● **DIRECTIONS**: Retype each entry below exactly as it stands.
DATA RECORDS section start
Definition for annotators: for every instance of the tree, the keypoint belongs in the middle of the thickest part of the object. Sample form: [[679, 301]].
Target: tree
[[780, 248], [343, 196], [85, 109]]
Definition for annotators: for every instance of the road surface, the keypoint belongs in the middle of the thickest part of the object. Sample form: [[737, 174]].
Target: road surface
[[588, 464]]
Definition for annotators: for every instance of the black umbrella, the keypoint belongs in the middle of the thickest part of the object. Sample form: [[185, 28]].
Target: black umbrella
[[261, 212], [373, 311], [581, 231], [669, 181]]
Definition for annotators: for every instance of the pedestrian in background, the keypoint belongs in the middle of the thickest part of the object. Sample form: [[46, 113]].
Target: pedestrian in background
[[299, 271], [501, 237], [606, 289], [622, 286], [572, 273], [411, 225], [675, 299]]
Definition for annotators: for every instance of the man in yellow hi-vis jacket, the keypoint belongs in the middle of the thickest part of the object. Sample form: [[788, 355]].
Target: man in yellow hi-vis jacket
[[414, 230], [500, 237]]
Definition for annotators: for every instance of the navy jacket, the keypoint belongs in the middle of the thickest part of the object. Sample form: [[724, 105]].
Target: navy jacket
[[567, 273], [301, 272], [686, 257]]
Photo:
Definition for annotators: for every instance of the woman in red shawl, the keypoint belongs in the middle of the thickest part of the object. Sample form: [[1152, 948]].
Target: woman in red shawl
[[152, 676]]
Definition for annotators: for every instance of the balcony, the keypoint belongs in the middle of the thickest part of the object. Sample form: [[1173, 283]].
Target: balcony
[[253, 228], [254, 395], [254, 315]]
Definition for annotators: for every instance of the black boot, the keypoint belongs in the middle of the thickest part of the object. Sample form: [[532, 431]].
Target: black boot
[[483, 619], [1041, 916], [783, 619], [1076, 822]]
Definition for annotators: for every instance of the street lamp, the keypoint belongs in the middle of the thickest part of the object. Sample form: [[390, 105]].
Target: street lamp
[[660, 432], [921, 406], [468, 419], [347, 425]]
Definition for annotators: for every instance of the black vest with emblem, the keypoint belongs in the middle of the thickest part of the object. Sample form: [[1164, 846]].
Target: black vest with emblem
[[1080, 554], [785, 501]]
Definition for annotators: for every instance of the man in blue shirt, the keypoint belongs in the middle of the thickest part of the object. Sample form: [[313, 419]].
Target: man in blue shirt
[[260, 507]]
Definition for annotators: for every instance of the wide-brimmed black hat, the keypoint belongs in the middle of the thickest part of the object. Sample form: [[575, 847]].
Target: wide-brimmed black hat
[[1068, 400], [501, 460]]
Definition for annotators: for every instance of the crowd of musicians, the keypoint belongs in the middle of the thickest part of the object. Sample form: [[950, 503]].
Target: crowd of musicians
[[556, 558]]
DATA RECORDS section end
● **EXPECTED ANSWER**:
Definition for annotators: for every instance of the tree, the keypoint belongs in the middle of the thickest part of the object. Sample form: [[679, 301]].
Target: tree
[[780, 248], [343, 196], [85, 109]]
Definition for annotators: for every instance of the road surface, the keypoint belongs in the middle of the thickest part of the object. Sample form: [[737, 174]].
Target: road surface
[[588, 464]]
Definition for annotators: for every instance of the black umbrella, the keypoint belongs in the middle of the thickest part of the object. Sample form: [[185, 28]].
Target: black umbrella
[[261, 212], [373, 311], [581, 231], [669, 181]]
Definition for annotators: for every instance of the pedestrian in background, the keypoint belongs in the middle of the thickest part of the object. Sample form: [[46, 113]].
Target: pedestrian in background
[[299, 271], [501, 237], [606, 289], [622, 286], [572, 273], [411, 225], [675, 299]]
Definition for annotators: for every instance of the man in yellow hi-vis jacket, the keypoint belongs in the middle of the thickest part of the object. Sample form: [[788, 355]].
Target: man in yellow hi-vis jacket
[[414, 230], [500, 237]]
Definition for annotators: for every instance of the navy jacket, the keypoint belongs in the middle of the thickest part of the object. Sample form: [[724, 105]].
Target: navy jacket
[[567, 273], [301, 272], [686, 257]]
Photo:
Definition for annotators: for every instance of the woman in red shawl, the keypoint belongs in the middle of the thickest part of the object. Sample form: [[1152, 948]].
Target: woman in red shawl
[[152, 676]]
Definition for annotators: for every instance of the balcony, the keypoint belongs in the middle of the thickest part of the object. Sample form: [[1173, 283]].
Target: balcony
[[253, 228], [254, 395], [254, 315]]
Definition for annotators: for every instance of the black boot, the keypoint belongs in the middle of the thickest part of the object. Sample form: [[532, 431]].
Target: black boot
[[483, 619], [1041, 916], [783, 619], [1076, 822]]
Definition for annotators: for every instance of the street lamp, the keypoint belongs in the middle of the thickest part of the object. Sample form: [[390, 105]].
Target: street lamp
[[660, 432], [921, 406], [468, 419], [347, 425]]
Definition for annotators: for every instance of the black vest with emblem, the keypoint belongs in the middle of the thickest part of the object. Sample form: [[1164, 846]].
Target: black vest with emblem
[[1080, 554], [785, 501]]
Definition for annotators: for every instance of the man in blue shirt, the keypoint belongs in the middle of the thickest part of the object. Sample form: [[313, 419]].
Target: man in blue shirt
[[260, 507]]
Definition for annotators: for every instance of the wide-brimmed black hat, the keypoint belongs in the middle of the thickest part of the object. Sample form: [[575, 847]].
Target: wide-brimmed black hat
[[1068, 400], [501, 460]]
Definition for annotators: for every instance of the crowd of musicians, the keypoint belongs in the middle of the thickest part of the object. Sample form: [[950, 503]].
Target: crowd of musicians
[[556, 558]]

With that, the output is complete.